◆ OPERAZIONI RICHIESTE:
1. Secondo l'articolo sulle fiction televisive, in quale anno Damiano Damiani portò al grande pubblico delle sale "Il giorno della civetta"?
2. Trascrivi fedelmente il passo dell'articolo sulle fiction televisive che si apre con le parole contenenti "E’ un modo nuovo" e si chiude con "si vorrebbero nascondere.".

◆ TESTO DA LEGGERE:
>>>

Di Salvo Barbagallo
Ogni volta che esplode uno scandalo la reazione immediata è di stupore: ci meravigliamo che certe cose possano accadere, ci meravigliamo quando i protagonisti hanno nomi di tutto rispetto. Lo “scandalo”, prima o poi, coinvolge le categorie più disparate: dalla politica, all’industria, al professionismo, alla sanità, e chi più ne ha più ne metta. Ci meravigliamo, ma è stato sempre così, basta andare a ripescare quanto appreso a scuola e ricordare la celebre frase “O tempora, o mores” che Cicerone pronunciò (8 novembre del 63) contro Catilina, deplorando la perfidia e la corruzione dei suoi tempi. Se si parla di mafia e di cinematografia già nel 1968 il regista Damiano Damiani fece conoscere al grande pubblico delle sale “Il giorno della civetta” di Leonardo Sciascia, anticipando “Il padrino” di Francis Ford Coppola (1972) tratto dal romanzo di Mario Puzo. Ma cos’era e come era la mafia in tutte le sue articolazioni (almeno quella di quei tempi), provvide sempre Damiano Damiani inaugurando la serie televisiva “La piovra” che si protrasse dal 1984 al 2001 con l’apporto di altri registi impegnati, quali Florestano Vancini, Luigi Perelli, Giacomo Battiato. Le serie televisive oggi vengono definite “fiction” (termine inglese, letteralmente in italiano “finzione”, dal latino fingere) intendendo la narrazione di eventi immaginari, diversamente dalla narrazione di eventi reali. Oggi come oggi se si vuol conoscere una “realtà” – soprattutto se estranea all’ambiente in cui si vive – bisogna seguire con attenzione le “fiction” televisive, quelle “serie” che, a volte, si allungano per anni. Le “fiction”, a conti fatti, ci mostrano meglio di quanto facciano i mass media cosa accade veramente dietro le quinte, “fatti inventati” che, quasi sempre, precedono gli accadimenti.
E’ un modo nuovo di far conoscere al grande pubblico mondiale aspetti mai divulgati di una quotidianità che non è sotto gli occhi di tutti. Più che un “fenomeno” forse una necessità, viste le pesanti mistificazioni che prevalgono sugli argomenti considerati “delicati” che spesso si vorrebbero nascondere.
Vogliamo “capire” gli Stati Uniti d’America al di là delle stesse notizie che poi, alla fine, vengono egualmente diffuse? Prendiamo ad esempio il clamore che hanno suscitato le informazioni sulle “intercettazioni” o sulle “torture” applicate sistematicamente dai servizi segreti di quel Paese? Come si sono potute definire “sconosciute”? Basta fare riferimento a due “fiction”, una andata in onda nel 2010, “Rubicon” ideata da Jason Horwitch, che non ha avuto un seguito per il suo contenuto “scabroso” (spiegava esattamente le “tecniche” di analisi e quant’altro sei servizi segreti USA), l’altra “Homeland”

<<<

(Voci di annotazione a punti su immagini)
>>>

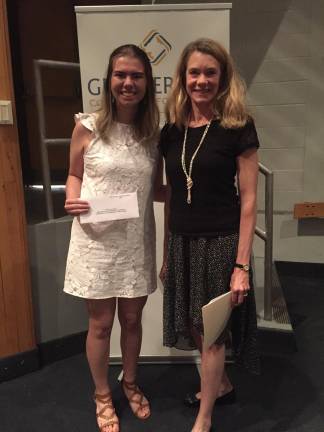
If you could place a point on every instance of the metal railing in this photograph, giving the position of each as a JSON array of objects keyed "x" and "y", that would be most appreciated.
[
  {"x": 44, "y": 141},
  {"x": 266, "y": 236}
]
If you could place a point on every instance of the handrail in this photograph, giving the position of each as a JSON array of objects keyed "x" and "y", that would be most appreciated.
[{"x": 266, "y": 236}]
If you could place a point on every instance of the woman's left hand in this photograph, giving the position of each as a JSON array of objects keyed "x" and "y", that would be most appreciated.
[{"x": 240, "y": 286}]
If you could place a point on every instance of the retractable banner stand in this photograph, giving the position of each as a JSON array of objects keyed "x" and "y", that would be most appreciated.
[{"x": 162, "y": 31}]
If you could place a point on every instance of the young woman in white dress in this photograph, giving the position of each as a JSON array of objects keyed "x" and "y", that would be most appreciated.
[{"x": 112, "y": 264}]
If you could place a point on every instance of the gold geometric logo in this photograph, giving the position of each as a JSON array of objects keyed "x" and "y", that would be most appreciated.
[{"x": 156, "y": 47}]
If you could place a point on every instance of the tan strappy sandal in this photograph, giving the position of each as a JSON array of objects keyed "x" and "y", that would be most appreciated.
[
  {"x": 136, "y": 397},
  {"x": 110, "y": 420}
]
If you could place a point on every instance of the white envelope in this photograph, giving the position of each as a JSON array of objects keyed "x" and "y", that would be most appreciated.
[
  {"x": 215, "y": 316},
  {"x": 111, "y": 207}
]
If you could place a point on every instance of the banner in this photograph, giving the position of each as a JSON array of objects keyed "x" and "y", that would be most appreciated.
[{"x": 162, "y": 31}]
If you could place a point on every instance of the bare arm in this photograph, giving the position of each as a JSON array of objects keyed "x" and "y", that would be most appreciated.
[
  {"x": 80, "y": 140},
  {"x": 166, "y": 230},
  {"x": 247, "y": 171}
]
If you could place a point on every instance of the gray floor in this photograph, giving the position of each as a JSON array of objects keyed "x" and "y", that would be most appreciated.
[{"x": 288, "y": 396}]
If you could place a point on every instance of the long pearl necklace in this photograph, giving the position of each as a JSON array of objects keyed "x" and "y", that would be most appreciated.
[{"x": 183, "y": 160}]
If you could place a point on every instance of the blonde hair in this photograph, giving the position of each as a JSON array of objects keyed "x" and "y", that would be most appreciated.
[
  {"x": 146, "y": 122},
  {"x": 229, "y": 104}
]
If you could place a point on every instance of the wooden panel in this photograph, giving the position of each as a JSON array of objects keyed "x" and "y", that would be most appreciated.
[
  {"x": 309, "y": 210},
  {"x": 16, "y": 318}
]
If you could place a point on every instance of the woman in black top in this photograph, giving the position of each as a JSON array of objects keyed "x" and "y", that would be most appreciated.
[{"x": 209, "y": 144}]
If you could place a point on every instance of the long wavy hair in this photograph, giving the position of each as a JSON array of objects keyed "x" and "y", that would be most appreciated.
[
  {"x": 229, "y": 104},
  {"x": 146, "y": 122}
]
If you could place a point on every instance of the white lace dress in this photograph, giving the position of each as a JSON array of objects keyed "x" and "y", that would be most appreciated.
[{"x": 114, "y": 259}]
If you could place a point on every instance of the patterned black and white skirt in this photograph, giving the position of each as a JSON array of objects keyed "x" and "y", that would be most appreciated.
[{"x": 198, "y": 270}]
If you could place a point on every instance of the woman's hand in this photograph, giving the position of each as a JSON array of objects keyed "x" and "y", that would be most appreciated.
[
  {"x": 240, "y": 286},
  {"x": 76, "y": 206},
  {"x": 163, "y": 271}
]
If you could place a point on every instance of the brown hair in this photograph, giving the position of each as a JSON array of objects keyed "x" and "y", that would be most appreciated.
[{"x": 229, "y": 105}]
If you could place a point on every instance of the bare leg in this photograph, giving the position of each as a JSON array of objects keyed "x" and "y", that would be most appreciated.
[
  {"x": 130, "y": 318},
  {"x": 101, "y": 318},
  {"x": 212, "y": 371},
  {"x": 225, "y": 385}
]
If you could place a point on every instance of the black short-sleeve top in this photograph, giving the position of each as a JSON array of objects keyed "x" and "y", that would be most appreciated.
[{"x": 215, "y": 204}]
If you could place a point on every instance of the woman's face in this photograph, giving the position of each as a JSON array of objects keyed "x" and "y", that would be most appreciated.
[
  {"x": 128, "y": 82},
  {"x": 202, "y": 78}
]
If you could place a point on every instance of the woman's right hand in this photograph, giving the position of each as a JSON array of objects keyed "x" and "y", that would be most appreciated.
[{"x": 76, "y": 206}]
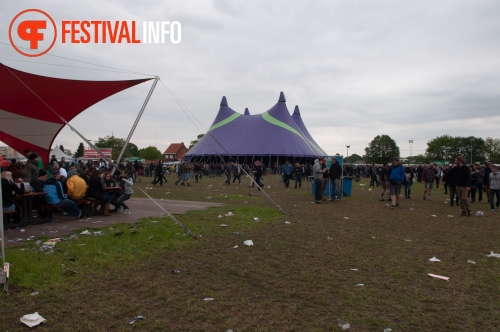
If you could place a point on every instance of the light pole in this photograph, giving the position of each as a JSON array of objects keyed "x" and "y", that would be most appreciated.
[
  {"x": 471, "y": 151},
  {"x": 411, "y": 142}
]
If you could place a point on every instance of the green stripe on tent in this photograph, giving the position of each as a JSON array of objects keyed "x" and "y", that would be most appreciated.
[
  {"x": 283, "y": 125},
  {"x": 278, "y": 123},
  {"x": 225, "y": 121}
]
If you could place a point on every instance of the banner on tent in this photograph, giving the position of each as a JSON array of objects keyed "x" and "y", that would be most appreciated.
[{"x": 93, "y": 154}]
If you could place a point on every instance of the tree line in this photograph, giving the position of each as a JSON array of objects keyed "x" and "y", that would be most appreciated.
[{"x": 442, "y": 148}]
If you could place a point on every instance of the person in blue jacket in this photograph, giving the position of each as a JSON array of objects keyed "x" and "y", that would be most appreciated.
[
  {"x": 56, "y": 196},
  {"x": 396, "y": 178}
]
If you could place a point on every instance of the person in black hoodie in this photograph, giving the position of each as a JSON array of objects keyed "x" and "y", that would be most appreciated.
[
  {"x": 463, "y": 176},
  {"x": 450, "y": 178},
  {"x": 9, "y": 187},
  {"x": 335, "y": 175}
]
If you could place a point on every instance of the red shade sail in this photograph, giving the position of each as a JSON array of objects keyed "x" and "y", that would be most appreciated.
[{"x": 31, "y": 106}]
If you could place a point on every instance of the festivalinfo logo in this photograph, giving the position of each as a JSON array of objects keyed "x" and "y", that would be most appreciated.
[{"x": 36, "y": 31}]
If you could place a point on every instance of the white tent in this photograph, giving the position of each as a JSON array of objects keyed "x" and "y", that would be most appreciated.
[{"x": 59, "y": 154}]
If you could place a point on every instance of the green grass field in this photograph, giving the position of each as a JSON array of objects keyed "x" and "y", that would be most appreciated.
[{"x": 303, "y": 273}]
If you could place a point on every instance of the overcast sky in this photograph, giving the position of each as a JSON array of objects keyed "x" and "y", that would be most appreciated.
[{"x": 413, "y": 70}]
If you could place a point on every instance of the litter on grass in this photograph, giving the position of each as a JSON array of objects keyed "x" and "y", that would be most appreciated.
[
  {"x": 135, "y": 319},
  {"x": 438, "y": 276},
  {"x": 492, "y": 254},
  {"x": 32, "y": 319},
  {"x": 345, "y": 326}
]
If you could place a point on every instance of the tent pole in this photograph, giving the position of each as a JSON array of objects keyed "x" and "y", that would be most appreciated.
[
  {"x": 136, "y": 121},
  {"x": 2, "y": 236}
]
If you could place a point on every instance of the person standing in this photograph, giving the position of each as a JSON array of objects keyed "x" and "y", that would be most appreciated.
[
  {"x": 8, "y": 187},
  {"x": 474, "y": 181},
  {"x": 158, "y": 174},
  {"x": 227, "y": 172},
  {"x": 55, "y": 195},
  {"x": 487, "y": 171},
  {"x": 318, "y": 172},
  {"x": 408, "y": 182},
  {"x": 297, "y": 171},
  {"x": 428, "y": 176},
  {"x": 384, "y": 182},
  {"x": 257, "y": 171},
  {"x": 437, "y": 175},
  {"x": 32, "y": 166},
  {"x": 335, "y": 175},
  {"x": 237, "y": 173},
  {"x": 450, "y": 177},
  {"x": 494, "y": 185},
  {"x": 396, "y": 178},
  {"x": 463, "y": 176},
  {"x": 287, "y": 171}
]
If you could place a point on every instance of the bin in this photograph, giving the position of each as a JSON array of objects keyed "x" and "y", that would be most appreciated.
[
  {"x": 347, "y": 186},
  {"x": 328, "y": 189}
]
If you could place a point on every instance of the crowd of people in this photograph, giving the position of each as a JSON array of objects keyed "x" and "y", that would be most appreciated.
[
  {"x": 66, "y": 184},
  {"x": 465, "y": 184}
]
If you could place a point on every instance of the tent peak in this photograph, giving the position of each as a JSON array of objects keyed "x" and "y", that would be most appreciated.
[
  {"x": 223, "y": 102},
  {"x": 282, "y": 97}
]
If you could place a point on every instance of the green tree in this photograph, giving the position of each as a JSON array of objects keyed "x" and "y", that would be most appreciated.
[
  {"x": 150, "y": 153},
  {"x": 447, "y": 147},
  {"x": 193, "y": 143},
  {"x": 492, "y": 149},
  {"x": 79, "y": 151},
  {"x": 381, "y": 150},
  {"x": 115, "y": 143}
]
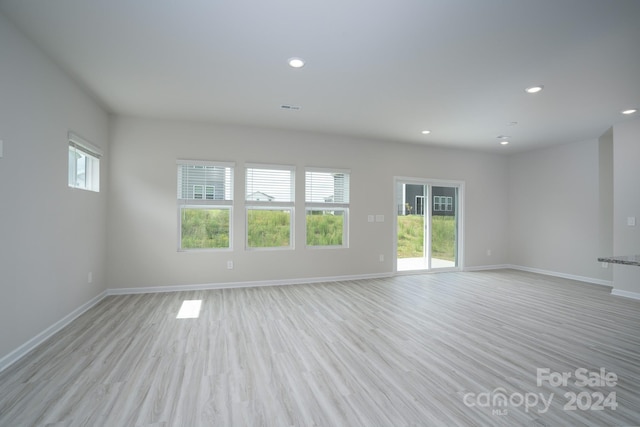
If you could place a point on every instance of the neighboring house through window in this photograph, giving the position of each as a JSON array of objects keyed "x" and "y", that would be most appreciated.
[
  {"x": 326, "y": 207},
  {"x": 205, "y": 203},
  {"x": 269, "y": 201}
]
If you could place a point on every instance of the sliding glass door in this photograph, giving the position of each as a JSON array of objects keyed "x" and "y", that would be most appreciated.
[{"x": 427, "y": 231}]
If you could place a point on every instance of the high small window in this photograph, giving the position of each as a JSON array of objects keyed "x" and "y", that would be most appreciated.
[
  {"x": 205, "y": 201},
  {"x": 442, "y": 203},
  {"x": 327, "y": 207},
  {"x": 84, "y": 164},
  {"x": 269, "y": 200}
]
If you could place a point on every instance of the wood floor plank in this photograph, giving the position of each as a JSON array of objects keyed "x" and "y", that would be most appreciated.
[{"x": 402, "y": 351}]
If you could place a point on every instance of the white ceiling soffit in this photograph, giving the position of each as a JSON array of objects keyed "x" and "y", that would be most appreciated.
[{"x": 375, "y": 69}]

<<<

◆ RISPOSTE FINALI:
1. Nel 1968.

2.
E’ un modo nuovo di far conoscere al grande pubblico mondiale aspetti mai divulgati di una quotidianità che non è sotto gli occhi di tutti. Più che un “fenomeno” forse una necessità, viste le pesanti mistificazioni che prevalgono sugli argomenti considerati “delicati” che spesso si vorrebbero nascondere.